*** Entries ***

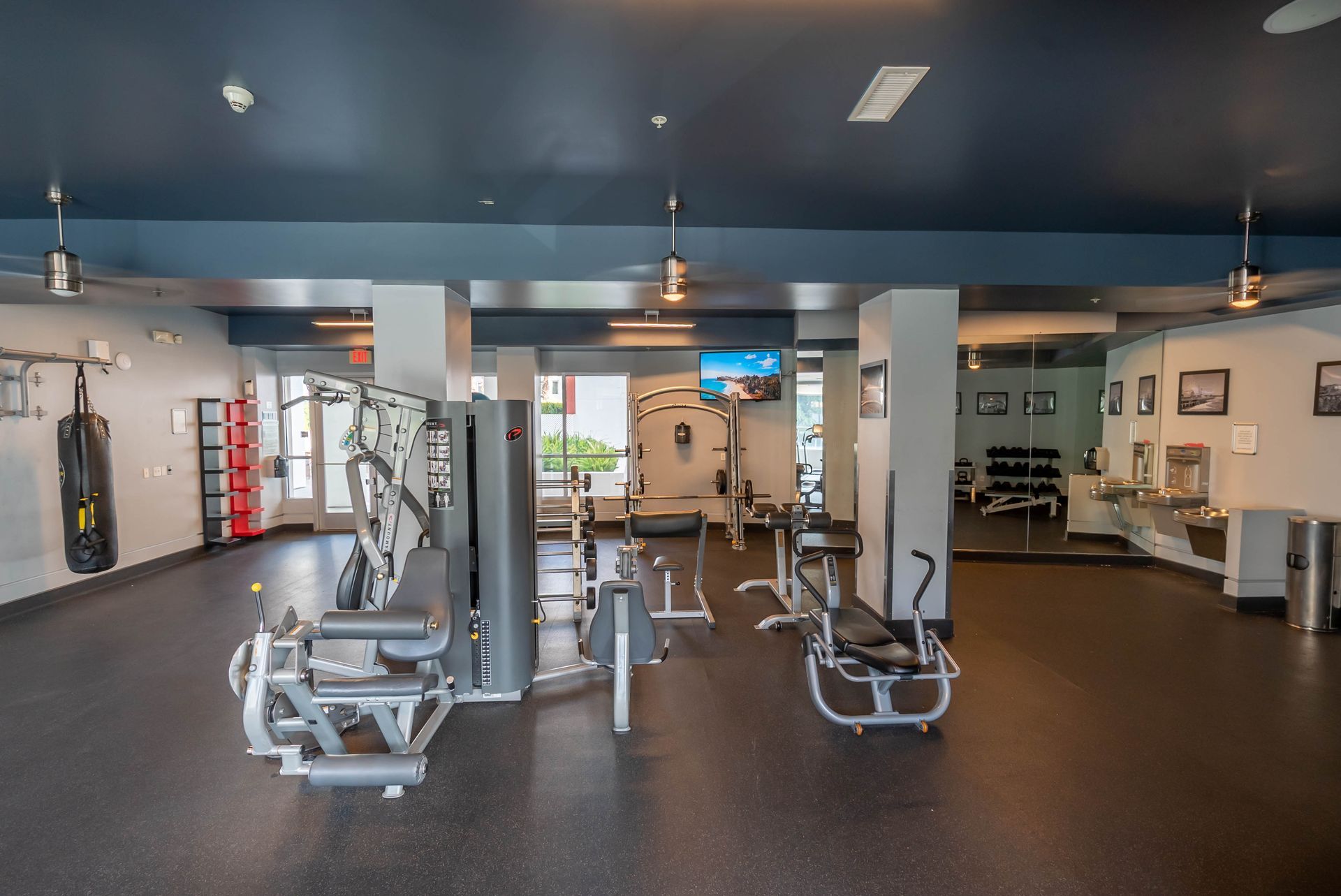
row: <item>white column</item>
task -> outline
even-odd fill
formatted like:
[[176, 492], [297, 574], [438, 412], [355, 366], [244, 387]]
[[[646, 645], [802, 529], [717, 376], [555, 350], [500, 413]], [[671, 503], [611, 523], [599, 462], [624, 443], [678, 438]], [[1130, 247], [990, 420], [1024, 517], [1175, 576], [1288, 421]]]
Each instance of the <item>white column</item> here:
[[[377, 385], [425, 398], [471, 400], [471, 304], [437, 284], [373, 284], [373, 353]], [[405, 487], [428, 506], [428, 460], [424, 432], [410, 448]], [[396, 533], [396, 569], [418, 541], [409, 515]]]
[[857, 593], [884, 613], [888, 589], [894, 620], [912, 617], [927, 569], [913, 549], [936, 561], [923, 616], [949, 617], [957, 321], [957, 290], [890, 290], [860, 310], [858, 363], [885, 362], [885, 417], [857, 421]]
[[471, 400], [471, 303], [441, 283], [374, 283], [377, 384], [425, 398]]
[[499, 398], [540, 400], [540, 353], [531, 346], [498, 349]]

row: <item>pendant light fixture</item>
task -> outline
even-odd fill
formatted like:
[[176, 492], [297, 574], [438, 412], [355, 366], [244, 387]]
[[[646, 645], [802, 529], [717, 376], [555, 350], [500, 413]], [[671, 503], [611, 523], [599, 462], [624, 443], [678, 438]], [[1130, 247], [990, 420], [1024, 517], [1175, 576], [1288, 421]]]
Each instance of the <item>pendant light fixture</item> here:
[[675, 254], [675, 216], [684, 208], [684, 203], [672, 196], [666, 200], [665, 209], [670, 212], [670, 255], [661, 259], [661, 298], [666, 302], [679, 302], [685, 296], [689, 284], [685, 276], [689, 266]]
[[56, 248], [46, 255], [47, 290], [62, 298], [83, 292], [83, 263], [74, 252], [66, 251], [66, 223], [60, 208], [70, 204], [70, 194], [58, 189], [47, 190], [47, 201], [56, 207]]
[[1247, 211], [1239, 212], [1239, 224], [1243, 225], [1243, 264], [1230, 271], [1230, 304], [1235, 309], [1251, 309], [1262, 300], [1262, 268], [1248, 264], [1248, 232], [1252, 221], [1261, 220], [1262, 213]]

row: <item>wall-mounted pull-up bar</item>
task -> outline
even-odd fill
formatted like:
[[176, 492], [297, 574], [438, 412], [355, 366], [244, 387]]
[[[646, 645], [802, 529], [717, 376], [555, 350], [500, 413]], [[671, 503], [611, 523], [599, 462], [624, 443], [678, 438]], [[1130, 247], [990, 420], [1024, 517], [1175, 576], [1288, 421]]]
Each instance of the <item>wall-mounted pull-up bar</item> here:
[[[23, 349], [5, 349], [4, 346], [0, 346], [0, 361], [23, 361], [19, 373], [0, 373], [0, 382], [17, 381], [20, 396], [19, 410], [0, 408], [0, 418], [36, 417], [42, 420], [47, 416], [47, 412], [40, 405], [31, 409], [28, 406], [28, 368], [35, 363], [91, 363], [95, 368], [102, 368], [103, 373], [107, 373], [107, 368], [111, 365], [111, 361], [106, 358], [87, 358], [78, 354], [58, 354], [55, 351], [24, 351]], [[40, 386], [42, 374], [34, 374], [34, 382]]]

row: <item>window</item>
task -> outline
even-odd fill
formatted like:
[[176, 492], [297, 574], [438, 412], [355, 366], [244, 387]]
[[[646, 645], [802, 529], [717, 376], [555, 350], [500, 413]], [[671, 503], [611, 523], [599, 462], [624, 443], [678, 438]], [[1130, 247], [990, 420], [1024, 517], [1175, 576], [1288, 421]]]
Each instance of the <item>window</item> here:
[[591, 495], [622, 494], [628, 397], [626, 374], [540, 377], [540, 473], [577, 465], [591, 473]]
[[[307, 394], [302, 374], [284, 377], [284, 401]], [[284, 440], [280, 451], [288, 457], [286, 498], [312, 496], [312, 405], [304, 401], [283, 412]]]

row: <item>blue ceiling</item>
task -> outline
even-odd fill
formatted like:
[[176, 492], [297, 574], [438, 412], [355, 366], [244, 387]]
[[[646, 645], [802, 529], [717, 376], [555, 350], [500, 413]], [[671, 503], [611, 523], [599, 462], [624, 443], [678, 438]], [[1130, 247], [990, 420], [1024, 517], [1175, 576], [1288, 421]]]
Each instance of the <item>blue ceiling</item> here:
[[0, 216], [1341, 235], [1341, 21], [1279, 3], [11, 3]]

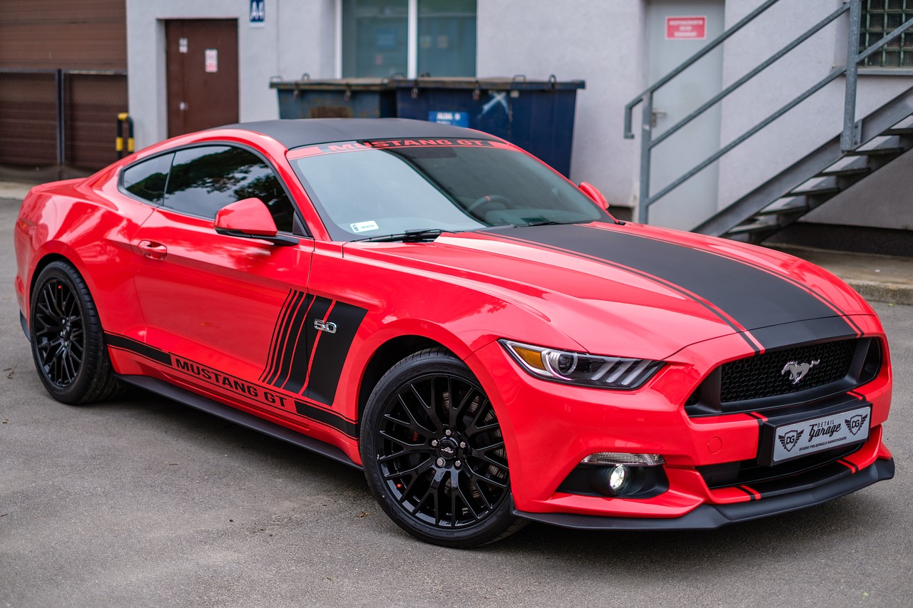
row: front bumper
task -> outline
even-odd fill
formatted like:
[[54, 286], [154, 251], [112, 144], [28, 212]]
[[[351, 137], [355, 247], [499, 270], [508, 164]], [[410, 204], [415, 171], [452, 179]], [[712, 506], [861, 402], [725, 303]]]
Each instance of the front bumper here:
[[750, 521], [814, 507], [893, 477], [894, 458], [876, 460], [874, 464], [857, 473], [849, 474], [824, 486], [762, 500], [729, 505], [701, 505], [690, 513], [674, 519], [613, 518], [576, 513], [529, 513], [517, 508], [513, 509], [513, 514], [524, 519], [574, 529], [631, 531], [715, 529], [730, 523]]
[[[883, 339], [875, 320], [864, 330]], [[517, 515], [608, 529], [710, 529], [816, 505], [892, 477], [881, 427], [891, 399], [887, 356], [871, 382], [800, 408], [812, 418], [870, 404], [867, 440], [833, 457], [822, 453], [813, 462], [800, 459], [755, 475], [750, 466], [763, 466], [761, 452], [773, 441], [765, 425], [782, 424], [781, 414], [770, 424], [755, 413], [689, 417], [682, 405], [714, 365], [733, 356], [734, 347], [735, 341], [722, 338], [685, 350], [635, 391], [549, 383], [520, 370], [498, 344], [477, 351], [467, 362], [504, 430]], [[644, 498], [562, 491], [572, 470], [597, 452], [662, 456], [667, 487]], [[729, 481], [719, 471], [730, 465], [748, 468]]]

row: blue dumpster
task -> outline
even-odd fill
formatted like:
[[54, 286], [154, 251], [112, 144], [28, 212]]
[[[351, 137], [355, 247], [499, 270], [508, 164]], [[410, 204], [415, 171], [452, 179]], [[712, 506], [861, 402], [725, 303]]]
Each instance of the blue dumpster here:
[[270, 80], [279, 118], [393, 118], [395, 81], [388, 79]]
[[394, 80], [396, 115], [501, 137], [571, 173], [574, 109], [583, 80], [419, 78]]

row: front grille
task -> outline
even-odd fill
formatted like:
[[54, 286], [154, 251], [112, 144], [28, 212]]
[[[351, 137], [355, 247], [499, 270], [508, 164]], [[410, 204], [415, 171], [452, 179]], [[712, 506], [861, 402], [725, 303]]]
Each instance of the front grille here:
[[[787, 368], [791, 363], [795, 365]], [[852, 391], [874, 380], [880, 369], [881, 342], [876, 338], [768, 351], [715, 369], [688, 397], [685, 411], [689, 416], [772, 409], [782, 413], [783, 408]]]
[[[763, 399], [791, 394], [845, 377], [850, 370], [857, 340], [809, 344], [792, 349], [771, 351], [763, 354], [729, 362], [722, 366], [719, 401], [723, 404], [749, 399]], [[802, 378], [793, 383], [784, 366], [789, 362], [818, 362]]]

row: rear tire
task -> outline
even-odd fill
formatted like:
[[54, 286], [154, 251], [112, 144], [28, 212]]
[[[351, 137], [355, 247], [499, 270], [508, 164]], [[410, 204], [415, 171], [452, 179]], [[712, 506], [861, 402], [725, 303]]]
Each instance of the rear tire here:
[[45, 267], [31, 302], [32, 358], [50, 395], [80, 405], [116, 394], [119, 386], [98, 309], [76, 268], [63, 261]]
[[478, 381], [443, 348], [387, 372], [368, 400], [362, 462], [398, 526], [436, 545], [494, 542], [526, 523], [511, 513], [507, 452]]

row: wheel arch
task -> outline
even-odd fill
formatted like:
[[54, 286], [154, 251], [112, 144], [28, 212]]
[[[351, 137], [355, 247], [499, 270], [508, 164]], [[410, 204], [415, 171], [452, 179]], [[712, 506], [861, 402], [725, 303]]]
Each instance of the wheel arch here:
[[73, 267], [73, 269], [79, 275], [83, 281], [86, 282], [86, 286], [89, 288], [89, 293], [92, 293], [92, 284], [89, 278], [86, 277], [86, 273], [82, 271], [79, 264], [76, 264], [73, 259], [65, 255], [62, 251], [52, 250], [49, 252], [45, 252], [38, 257], [37, 262], [35, 264], [35, 267], [32, 269], [32, 274], [28, 278], [28, 290], [25, 294], [26, 296], [26, 307], [25, 317], [26, 323], [31, 323], [32, 317], [32, 294], [35, 291], [35, 285], [38, 281], [38, 277], [41, 275], [41, 271], [44, 270], [47, 265], [52, 262], [64, 262], [66, 264]]
[[362, 420], [362, 414], [368, 404], [368, 398], [371, 393], [377, 386], [383, 374], [394, 365], [403, 361], [409, 355], [415, 354], [431, 348], [443, 348], [448, 352], [456, 354], [445, 344], [428, 338], [426, 336], [407, 334], [392, 338], [381, 344], [371, 355], [368, 364], [362, 374], [362, 381], [358, 389], [358, 420]]

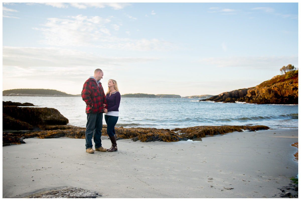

***

• **Written request**:
Could you write out again every line of the material above, requests included, from its first line through the line containing "[[499, 398], [540, 400], [540, 353], [531, 346], [498, 349]]", shifting each polygon coordinate in the answers by adding 80, while leaving the numbers in the requests and their format samples unchanged? Leave the pictures out.

• **The reply**:
row: <item>white column</item>
task -> outline
even-odd fill
formatted like:
[[176, 492], [297, 574], [438, 412], [355, 366], [244, 387]]
[[[646, 645], [802, 529], [717, 376], [555, 350], [500, 413]], [[671, 503], [611, 523], [599, 462], [624, 443], [678, 438]], [[1130, 247], [990, 420], [1024, 517], [1175, 576], [1288, 421]]]
Each instance of the <item>white column</item> here:
[[[457, 465], [505, 478], [551, 480], [551, 384], [517, 364], [453, 364], [453, 433]], [[485, 567], [508, 586], [508, 540], [504, 512], [490, 528]], [[476, 613], [476, 649], [498, 621], [489, 595]]]
[[937, 673], [964, 693], [968, 669], [974, 700], [992, 697], [1007, 649], [993, 629], [1016, 641], [1003, 696], [1029, 697], [1037, 401], [1037, 370], [970, 370], [940, 390], [938, 443], [965, 442], [965, 497], [937, 501]]
[[551, 480], [551, 383], [521, 363], [454, 363], [457, 464], [505, 478]]
[[579, 478], [620, 480], [620, 433], [611, 426], [578, 429]]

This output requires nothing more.